→ DIRECTIONS FOR THIS TASK
Rewrite all of the rows below with every "sample" changed to "example" and nothing else altered.

→ SUPPLIED INFORMATION
---+---
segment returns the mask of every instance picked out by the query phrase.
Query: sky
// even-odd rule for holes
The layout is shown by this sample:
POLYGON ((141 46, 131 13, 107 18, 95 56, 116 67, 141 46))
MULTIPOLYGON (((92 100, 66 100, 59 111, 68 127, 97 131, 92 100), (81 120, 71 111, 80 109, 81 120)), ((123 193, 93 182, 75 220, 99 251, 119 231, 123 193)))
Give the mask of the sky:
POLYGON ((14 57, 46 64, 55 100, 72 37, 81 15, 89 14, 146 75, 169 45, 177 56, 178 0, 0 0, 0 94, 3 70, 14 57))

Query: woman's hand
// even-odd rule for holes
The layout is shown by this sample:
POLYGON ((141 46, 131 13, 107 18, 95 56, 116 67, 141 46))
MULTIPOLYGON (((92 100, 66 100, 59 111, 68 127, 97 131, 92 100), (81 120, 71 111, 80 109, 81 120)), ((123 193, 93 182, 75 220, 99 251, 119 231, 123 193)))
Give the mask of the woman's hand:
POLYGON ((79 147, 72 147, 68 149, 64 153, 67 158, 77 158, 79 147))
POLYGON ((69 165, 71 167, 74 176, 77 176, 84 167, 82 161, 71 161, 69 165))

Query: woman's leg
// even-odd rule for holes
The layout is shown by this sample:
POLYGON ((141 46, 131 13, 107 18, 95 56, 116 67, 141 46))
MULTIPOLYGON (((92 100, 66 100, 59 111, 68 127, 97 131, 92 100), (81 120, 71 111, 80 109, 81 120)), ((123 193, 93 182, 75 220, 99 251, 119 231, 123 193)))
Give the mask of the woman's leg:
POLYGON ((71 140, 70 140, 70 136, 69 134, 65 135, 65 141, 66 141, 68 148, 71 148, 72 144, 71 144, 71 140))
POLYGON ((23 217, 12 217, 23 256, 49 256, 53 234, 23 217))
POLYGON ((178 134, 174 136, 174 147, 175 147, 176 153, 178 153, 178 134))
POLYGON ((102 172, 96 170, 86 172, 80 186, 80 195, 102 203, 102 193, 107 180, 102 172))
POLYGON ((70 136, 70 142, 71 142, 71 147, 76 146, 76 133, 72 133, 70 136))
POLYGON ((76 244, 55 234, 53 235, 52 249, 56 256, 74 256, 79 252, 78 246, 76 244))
---+---
→ ANSWER TO THE PROBLEM
segment returns the mask of every instance picked out by the query phrase.
Query: sky
// even-odd rule for holes
The layout is shown by this example:
POLYGON ((141 46, 131 13, 107 18, 95 56, 116 67, 141 46))
MULTIPOLYGON (((92 100, 66 100, 59 111, 68 127, 97 131, 92 100), (81 120, 71 111, 80 109, 81 120)), ((123 193, 93 182, 75 220, 99 251, 119 231, 123 193)))
Give the mask of the sky:
POLYGON ((14 57, 46 64, 55 100, 72 37, 81 15, 89 14, 146 75, 169 45, 177 56, 178 0, 0 0, 0 94, 3 70, 14 57))

Query: woman's hand
// even-odd rule for holes
The layout is shown by this example:
POLYGON ((141 46, 131 13, 107 18, 95 56, 116 67, 141 46))
MULTIPOLYGON (((92 100, 66 100, 59 111, 68 127, 97 131, 92 100), (81 120, 71 111, 80 109, 81 120)), ((123 193, 93 182, 75 220, 99 251, 119 231, 123 193)))
Give the mask of the woman's hand:
POLYGON ((79 147, 72 147, 68 149, 64 153, 67 158, 77 158, 79 147))
POLYGON ((69 165, 71 167, 74 176, 77 176, 84 167, 82 161, 71 161, 69 165))

Query: woman's leg
// even-odd rule for holes
The layout is shown by this example:
POLYGON ((141 46, 131 13, 107 18, 95 56, 116 67, 141 46))
MULTIPOLYGON (((92 100, 66 100, 59 111, 68 127, 97 131, 92 100), (81 120, 71 111, 80 109, 81 120)), ((123 193, 93 182, 75 220, 99 251, 119 231, 123 193)))
Give the mask of the woman's leg:
POLYGON ((71 140, 70 140, 70 136, 69 134, 65 135, 65 141, 66 141, 68 148, 71 148, 72 144, 71 144, 71 140))
POLYGON ((23 217, 12 217, 23 256, 49 256, 53 234, 23 217))
POLYGON ((178 134, 174 136, 174 147, 175 147, 176 153, 178 153, 178 134))
POLYGON ((102 172, 96 170, 86 172, 80 186, 80 195, 102 203, 102 193, 107 180, 102 172))
POLYGON ((70 136, 70 142, 71 142, 71 147, 76 146, 76 133, 72 133, 70 136))
POLYGON ((76 244, 55 234, 53 235, 52 249, 56 256, 74 256, 79 252, 78 246, 76 244))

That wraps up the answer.